_TEXTO PROPORCIONADO_:

==========

A primera hora del día siguiente, pagué mi cuenta del hotel, desconcertando al propietario, y en unos minutos llegó Abbate con su vehículo. Me llevó a Iguazú (Argentina), obteniendo al cruzar una tarjeta de turista inmigrante, para con ella conseguir que me vendieran un pasaje vía aérea a Buenos Aires.

Al mismo tiempo, hablé con un hermano de mi padre radicado en la ciudad porteña, el Dr. Rubén Encina, y le pedí que me aguardara al día siguiente en el aeropuerto. La influencia de Abbate en la zona salvó todo obstáculo, y al día siguiente aterricé en Ezeiza, donde mi tío me recibió con los brazos abiertos.

Desde el día siguiente a mi llegada, traté de contactar con algunos colegas argentinos a quienes conocía desde junio del año anterior por haber coincidido en un Congreso Mundial de Criminología al que había concurrido en representación de nuestro país. Varios de estos conocidos tenían prestigiosos bufetes o cargos en la magistratura o en la docencia. Todos fueron muy gentiles en sus casas, pero ninguno me ofreció un lugar en ellos, y al cabo de unos días fueron sinceros y me dijeron que la dictadura militar por entonces gobernante en su país tenía una especie de pacto con varios gobiernos, entre ellos el de Paraguay, al que a veces habían devuelto algunos exiliados a disposición de la policía de nuestro país, cuando intentaban renovar su visa, que vencía cada tres meses.

Por aquellos mismos días, mi tío, propietario de un laboratorio de análisis clínicos, me contó que la semana anterior había fallecido el administrador del laboratorio, y, ante mis dificultades, me ofreció el cargo que había quedado vacante, con alojamiento y sueldo, lo que acepté sin vacilar. Me instalé en una habitación libre del establecimiento y, en un par de días, tomando el salvavidas que me ofrecía mi pariente, atendía a la gente e iba aprendiendo los rudimentos en los manejos de los aparatos de investigación, con lo cual, casi cincuenta años después, hasta ahora puedo leer comprendiendo los resultados de aquellos análisis que redactaba para entregárselos a los pacientes, entre los que había numerosos paraguayos.

==========

_MATERIAL EXTRAÍDO_:
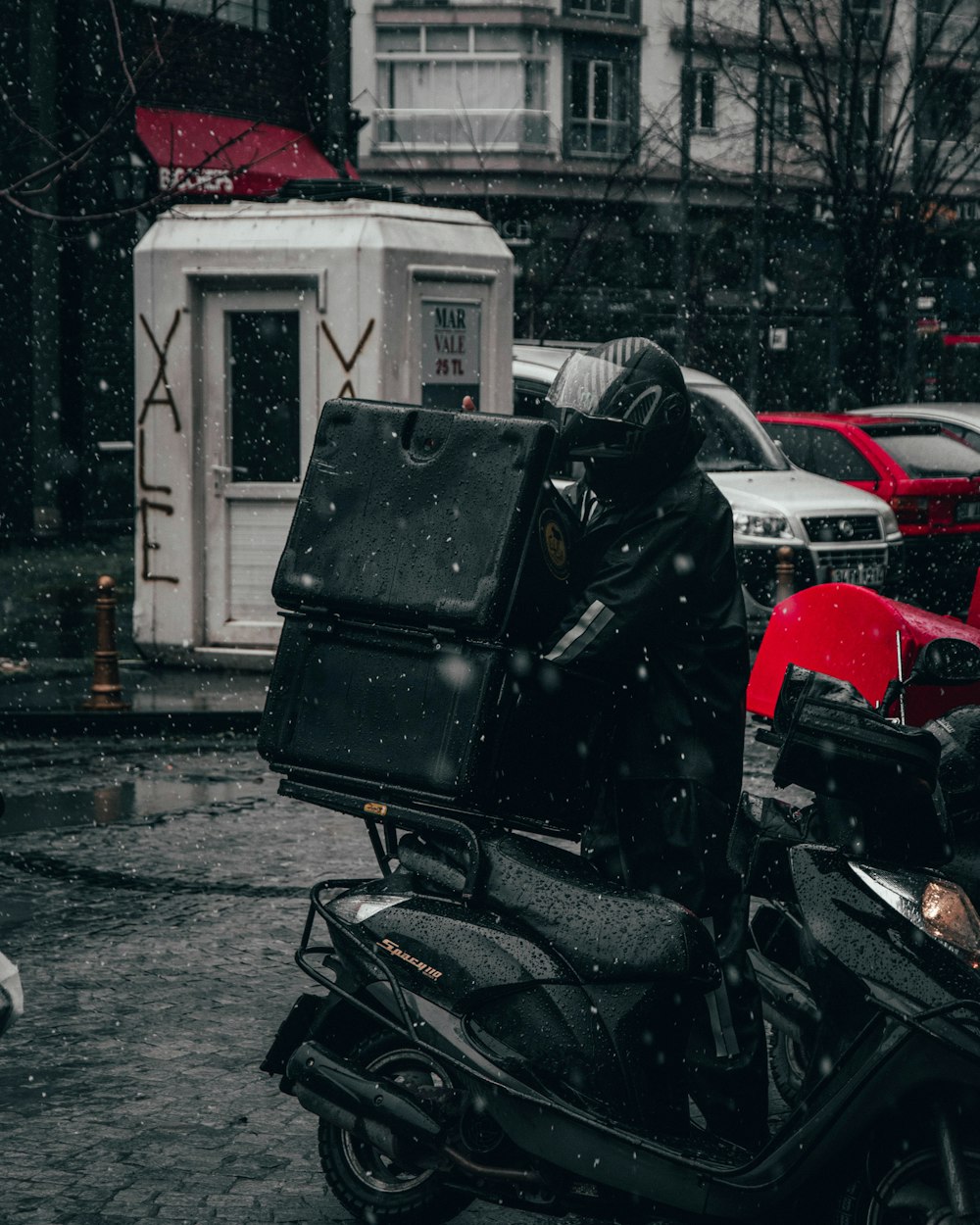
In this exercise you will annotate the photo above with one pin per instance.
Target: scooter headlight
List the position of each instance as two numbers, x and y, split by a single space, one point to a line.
939 907
358 906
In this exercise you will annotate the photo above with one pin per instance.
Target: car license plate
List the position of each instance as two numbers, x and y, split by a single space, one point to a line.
863 574
968 513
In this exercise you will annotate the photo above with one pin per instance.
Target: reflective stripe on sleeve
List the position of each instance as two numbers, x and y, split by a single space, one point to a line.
592 622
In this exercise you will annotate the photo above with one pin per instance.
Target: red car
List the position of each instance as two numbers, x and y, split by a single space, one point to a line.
929 478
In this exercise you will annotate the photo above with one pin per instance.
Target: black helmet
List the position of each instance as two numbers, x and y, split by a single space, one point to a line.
958 733
625 403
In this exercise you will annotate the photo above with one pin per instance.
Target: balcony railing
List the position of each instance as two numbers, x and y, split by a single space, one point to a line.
464 131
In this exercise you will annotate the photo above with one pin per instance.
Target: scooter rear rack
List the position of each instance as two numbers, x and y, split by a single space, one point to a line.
383 821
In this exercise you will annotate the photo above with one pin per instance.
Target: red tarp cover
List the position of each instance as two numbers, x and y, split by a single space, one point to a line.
854 633
216 155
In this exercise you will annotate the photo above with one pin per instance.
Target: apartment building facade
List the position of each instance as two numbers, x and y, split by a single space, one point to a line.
699 215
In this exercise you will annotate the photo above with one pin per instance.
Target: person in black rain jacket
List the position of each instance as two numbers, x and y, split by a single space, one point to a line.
658 612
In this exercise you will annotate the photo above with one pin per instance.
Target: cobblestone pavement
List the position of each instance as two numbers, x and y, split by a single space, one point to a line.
156 947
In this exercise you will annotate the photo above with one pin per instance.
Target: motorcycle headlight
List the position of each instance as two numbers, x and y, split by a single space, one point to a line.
358 906
772 527
939 907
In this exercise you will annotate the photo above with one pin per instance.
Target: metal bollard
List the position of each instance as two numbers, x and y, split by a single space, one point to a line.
106 690
785 573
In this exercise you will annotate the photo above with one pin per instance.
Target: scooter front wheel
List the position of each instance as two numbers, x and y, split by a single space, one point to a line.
370 1184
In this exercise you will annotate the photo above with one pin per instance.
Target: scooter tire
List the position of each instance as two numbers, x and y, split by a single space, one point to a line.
368 1184
788 1066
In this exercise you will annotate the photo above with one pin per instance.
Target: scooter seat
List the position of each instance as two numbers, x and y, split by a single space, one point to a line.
604 931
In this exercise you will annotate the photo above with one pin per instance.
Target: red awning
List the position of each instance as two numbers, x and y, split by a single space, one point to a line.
214 155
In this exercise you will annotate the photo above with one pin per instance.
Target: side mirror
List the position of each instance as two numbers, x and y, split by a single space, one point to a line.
947 662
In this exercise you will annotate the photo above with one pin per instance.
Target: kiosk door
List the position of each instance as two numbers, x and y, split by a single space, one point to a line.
259 370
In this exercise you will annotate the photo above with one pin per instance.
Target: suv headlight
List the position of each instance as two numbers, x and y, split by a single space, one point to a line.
888 522
772 527
939 907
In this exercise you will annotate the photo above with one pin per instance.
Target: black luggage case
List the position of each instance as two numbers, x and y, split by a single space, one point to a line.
420 517
427 555
425 719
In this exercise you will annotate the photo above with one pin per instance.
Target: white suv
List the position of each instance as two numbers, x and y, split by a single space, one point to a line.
836 533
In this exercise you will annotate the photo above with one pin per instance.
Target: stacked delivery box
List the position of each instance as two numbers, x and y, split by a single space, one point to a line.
427 555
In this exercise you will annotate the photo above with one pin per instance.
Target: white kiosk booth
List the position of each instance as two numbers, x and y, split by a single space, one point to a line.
249 317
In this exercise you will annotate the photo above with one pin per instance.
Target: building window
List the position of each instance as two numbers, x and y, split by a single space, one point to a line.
866 19
618 10
251 14
264 393
462 87
599 104
868 122
787 107
946 104
706 102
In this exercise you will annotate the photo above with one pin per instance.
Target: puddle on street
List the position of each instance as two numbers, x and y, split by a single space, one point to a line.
136 800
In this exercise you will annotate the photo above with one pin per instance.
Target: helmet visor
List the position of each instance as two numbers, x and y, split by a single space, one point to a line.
581 383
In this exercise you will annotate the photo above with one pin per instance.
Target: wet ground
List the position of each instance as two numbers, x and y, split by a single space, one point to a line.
153 895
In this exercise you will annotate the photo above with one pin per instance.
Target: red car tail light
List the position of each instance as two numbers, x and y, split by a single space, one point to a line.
910 510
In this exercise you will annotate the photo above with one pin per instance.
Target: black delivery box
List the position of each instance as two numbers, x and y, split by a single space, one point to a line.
427 555
408 716
421 517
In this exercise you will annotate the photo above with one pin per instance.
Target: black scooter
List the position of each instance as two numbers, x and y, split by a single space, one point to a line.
842 814
494 1022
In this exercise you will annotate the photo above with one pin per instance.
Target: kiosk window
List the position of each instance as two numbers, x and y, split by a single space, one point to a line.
264 395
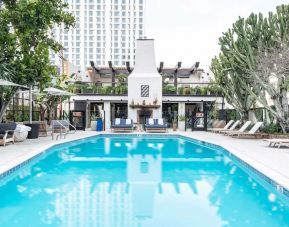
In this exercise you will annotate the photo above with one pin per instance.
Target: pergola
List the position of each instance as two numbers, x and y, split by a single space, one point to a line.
175 72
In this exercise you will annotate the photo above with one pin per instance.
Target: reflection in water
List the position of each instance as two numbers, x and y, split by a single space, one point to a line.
133 181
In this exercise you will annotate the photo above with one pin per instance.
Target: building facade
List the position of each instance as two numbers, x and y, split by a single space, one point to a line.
105 30
145 91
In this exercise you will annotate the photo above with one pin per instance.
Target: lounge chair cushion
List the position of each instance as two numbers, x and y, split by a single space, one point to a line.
156 124
7 126
160 121
117 121
123 124
8 136
151 121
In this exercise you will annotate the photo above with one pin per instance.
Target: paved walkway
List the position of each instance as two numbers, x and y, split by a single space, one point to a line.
272 162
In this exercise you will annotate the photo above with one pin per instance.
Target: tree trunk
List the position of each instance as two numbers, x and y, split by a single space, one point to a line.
3 107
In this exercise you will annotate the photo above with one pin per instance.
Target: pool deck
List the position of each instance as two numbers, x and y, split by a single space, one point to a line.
272 162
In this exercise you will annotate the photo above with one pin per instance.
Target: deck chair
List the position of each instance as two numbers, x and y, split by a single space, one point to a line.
122 125
7 132
250 134
217 129
242 129
278 142
155 125
232 128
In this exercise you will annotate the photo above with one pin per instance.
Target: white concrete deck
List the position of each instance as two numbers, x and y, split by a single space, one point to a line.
272 162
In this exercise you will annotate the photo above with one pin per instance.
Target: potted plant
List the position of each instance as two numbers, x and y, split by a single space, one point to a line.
182 122
175 124
93 122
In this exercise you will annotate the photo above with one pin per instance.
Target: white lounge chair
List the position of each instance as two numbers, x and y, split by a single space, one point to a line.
242 129
218 129
278 142
232 128
250 134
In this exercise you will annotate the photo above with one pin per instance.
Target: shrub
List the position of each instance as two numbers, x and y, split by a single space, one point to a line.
272 128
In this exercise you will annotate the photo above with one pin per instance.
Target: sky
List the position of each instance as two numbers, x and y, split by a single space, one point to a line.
188 30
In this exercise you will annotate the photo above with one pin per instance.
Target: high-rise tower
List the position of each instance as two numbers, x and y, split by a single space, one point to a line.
105 30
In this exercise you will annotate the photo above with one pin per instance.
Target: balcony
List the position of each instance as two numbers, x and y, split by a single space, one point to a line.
120 88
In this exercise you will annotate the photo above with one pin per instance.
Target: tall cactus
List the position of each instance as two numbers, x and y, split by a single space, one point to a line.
240 47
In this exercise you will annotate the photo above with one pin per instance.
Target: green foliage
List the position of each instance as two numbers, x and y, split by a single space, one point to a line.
169 89
240 47
272 128
25 42
181 117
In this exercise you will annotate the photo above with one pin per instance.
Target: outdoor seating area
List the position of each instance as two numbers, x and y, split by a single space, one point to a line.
242 132
155 125
122 125
7 133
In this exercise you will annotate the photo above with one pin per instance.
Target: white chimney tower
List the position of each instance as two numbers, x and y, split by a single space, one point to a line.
144 84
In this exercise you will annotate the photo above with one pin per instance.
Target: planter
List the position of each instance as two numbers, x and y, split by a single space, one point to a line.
93 125
174 127
182 125
34 133
99 124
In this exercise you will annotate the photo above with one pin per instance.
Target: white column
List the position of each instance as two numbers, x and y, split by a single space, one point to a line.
182 109
106 108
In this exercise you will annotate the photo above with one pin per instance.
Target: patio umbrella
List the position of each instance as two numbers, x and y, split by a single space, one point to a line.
8 83
57 92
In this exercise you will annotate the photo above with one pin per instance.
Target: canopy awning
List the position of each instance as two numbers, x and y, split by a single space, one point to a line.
8 83
57 92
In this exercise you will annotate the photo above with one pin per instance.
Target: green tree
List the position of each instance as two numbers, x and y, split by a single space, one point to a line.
237 69
27 24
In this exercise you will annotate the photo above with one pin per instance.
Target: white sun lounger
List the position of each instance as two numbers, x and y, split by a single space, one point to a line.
226 127
242 129
229 129
250 134
278 142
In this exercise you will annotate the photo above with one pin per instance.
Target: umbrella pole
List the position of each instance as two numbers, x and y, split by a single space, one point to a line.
30 104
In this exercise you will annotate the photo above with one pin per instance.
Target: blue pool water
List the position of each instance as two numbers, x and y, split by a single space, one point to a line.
138 181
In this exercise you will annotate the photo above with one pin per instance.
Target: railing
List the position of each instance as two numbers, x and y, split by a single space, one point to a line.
109 88
62 127
100 88
191 89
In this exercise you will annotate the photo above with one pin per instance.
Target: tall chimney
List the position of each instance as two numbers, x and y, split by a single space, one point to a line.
144 84
145 62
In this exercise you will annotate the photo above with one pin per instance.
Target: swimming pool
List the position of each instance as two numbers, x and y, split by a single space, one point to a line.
138 181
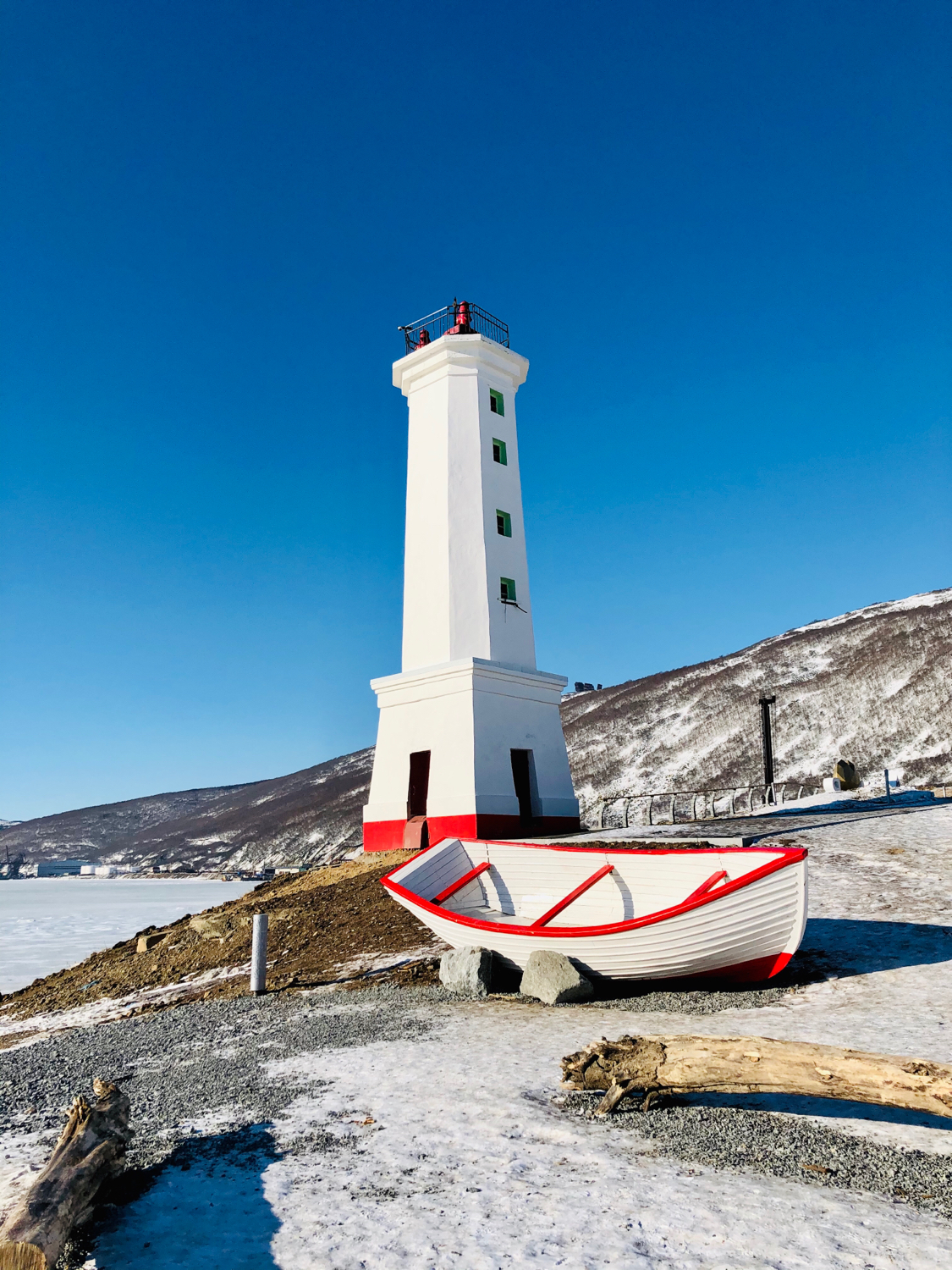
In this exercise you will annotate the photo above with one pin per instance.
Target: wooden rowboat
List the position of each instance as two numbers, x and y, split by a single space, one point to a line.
619 912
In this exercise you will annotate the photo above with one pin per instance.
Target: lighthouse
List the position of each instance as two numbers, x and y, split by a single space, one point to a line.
470 739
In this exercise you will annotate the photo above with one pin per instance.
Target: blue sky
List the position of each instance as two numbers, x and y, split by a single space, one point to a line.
718 233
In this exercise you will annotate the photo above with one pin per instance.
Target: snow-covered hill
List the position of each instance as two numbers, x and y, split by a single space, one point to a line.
873 686
306 817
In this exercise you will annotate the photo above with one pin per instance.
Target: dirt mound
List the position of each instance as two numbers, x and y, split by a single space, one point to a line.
324 926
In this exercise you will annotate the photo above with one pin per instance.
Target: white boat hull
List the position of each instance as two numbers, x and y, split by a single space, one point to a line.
637 922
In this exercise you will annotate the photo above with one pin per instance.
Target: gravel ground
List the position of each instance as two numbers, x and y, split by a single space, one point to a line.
779 1146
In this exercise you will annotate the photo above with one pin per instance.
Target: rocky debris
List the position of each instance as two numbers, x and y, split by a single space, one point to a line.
146 942
211 927
551 977
467 972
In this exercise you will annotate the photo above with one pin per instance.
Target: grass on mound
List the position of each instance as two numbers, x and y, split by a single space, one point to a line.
322 925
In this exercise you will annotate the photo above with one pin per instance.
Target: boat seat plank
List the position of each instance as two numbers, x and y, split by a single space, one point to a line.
461 881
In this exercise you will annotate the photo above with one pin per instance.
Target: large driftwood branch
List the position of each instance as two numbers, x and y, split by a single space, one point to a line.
754 1064
91 1150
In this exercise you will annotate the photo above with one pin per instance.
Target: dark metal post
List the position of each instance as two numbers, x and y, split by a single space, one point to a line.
259 954
767 744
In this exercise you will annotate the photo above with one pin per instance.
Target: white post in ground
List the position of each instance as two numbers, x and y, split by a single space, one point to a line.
259 952
470 734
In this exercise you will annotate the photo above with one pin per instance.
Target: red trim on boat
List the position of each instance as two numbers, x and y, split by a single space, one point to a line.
579 891
706 886
786 856
461 881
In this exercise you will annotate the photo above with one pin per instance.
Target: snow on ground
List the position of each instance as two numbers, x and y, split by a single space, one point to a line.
47 924
448 1150
452 1153
108 1008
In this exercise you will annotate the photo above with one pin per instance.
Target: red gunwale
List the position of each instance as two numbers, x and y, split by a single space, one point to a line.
786 856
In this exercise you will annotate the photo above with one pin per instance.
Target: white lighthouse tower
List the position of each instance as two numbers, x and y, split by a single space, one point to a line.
470 734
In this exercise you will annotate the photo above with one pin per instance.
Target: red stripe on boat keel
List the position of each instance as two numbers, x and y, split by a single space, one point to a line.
579 891
706 886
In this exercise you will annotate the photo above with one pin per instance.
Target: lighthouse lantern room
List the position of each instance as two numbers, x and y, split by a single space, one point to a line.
470 739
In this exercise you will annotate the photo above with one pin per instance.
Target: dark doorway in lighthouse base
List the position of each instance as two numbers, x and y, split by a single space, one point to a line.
419 784
523 780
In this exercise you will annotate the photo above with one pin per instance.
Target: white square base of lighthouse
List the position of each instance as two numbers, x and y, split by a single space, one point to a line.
469 716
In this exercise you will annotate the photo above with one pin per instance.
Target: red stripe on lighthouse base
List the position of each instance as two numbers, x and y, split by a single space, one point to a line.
388 835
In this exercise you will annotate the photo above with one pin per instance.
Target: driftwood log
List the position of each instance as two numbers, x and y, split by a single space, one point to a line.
91 1150
754 1064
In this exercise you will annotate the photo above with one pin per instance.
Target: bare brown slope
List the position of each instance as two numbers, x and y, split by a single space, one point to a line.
307 817
873 686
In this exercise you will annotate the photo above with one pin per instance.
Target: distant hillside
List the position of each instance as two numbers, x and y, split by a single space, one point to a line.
306 817
873 686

==========

_CONSIGNA 1_: Resuma en forma de lista el párrafo del texto que comienza con "Desde el día siguiente a mi llegada", conservando sus datos principales.
_CONSIGNA 2_: Según el texto, ¿de qué era propietario el tío que vivía en Buenos Aires?
_CONSIGNA 3_: Transcriba sin cambios el fragmento del texto que empieza en las palabras "Al mismo tiempo, hablé" y termina después de "los brazos abiertos.".
Los ítems son un material independiente del texto.

_RESULTADO 1_:
- Desde el día siguiente a mi llegada, intenté contactar con colegas argentinos a quienes conocía de un Congreso Mundial de Criminología de junio del año anterior.
- Varios de ellos tenían prestigiosos bufetes o cargos en la magistratura o en la docencia.
- Todos fueron gentiles en sus casas, pero ninguno me ofreció un lugar.
- Al cabo de unos días me dijeron que la dictadura militar argentina tenía una especie de pacto con varios gobiernos, entre ellos el de Paraguay.
- Por ese pacto, a veces se habían devuelto exiliados a disposición de la policía paraguaya cuando intentaban renovar su visa, que vencía cada tres meses.

_RESULTADO 2_: De un laboratorio de análisis clínicos.

_RESULTADO 3_:
Al mismo tiempo, hablé con un hermano de mi padre radicado en la ciudad porteña, el Dr. Rubén Encina, y le pedí que me aguardara al día siguiente en el aeropuerto. La influencia de Abbate en la zona salvó todo obstáculo, y al día siguiente aterricé en Ezeiza, donde mi tío me recibió con los brazos abiertos.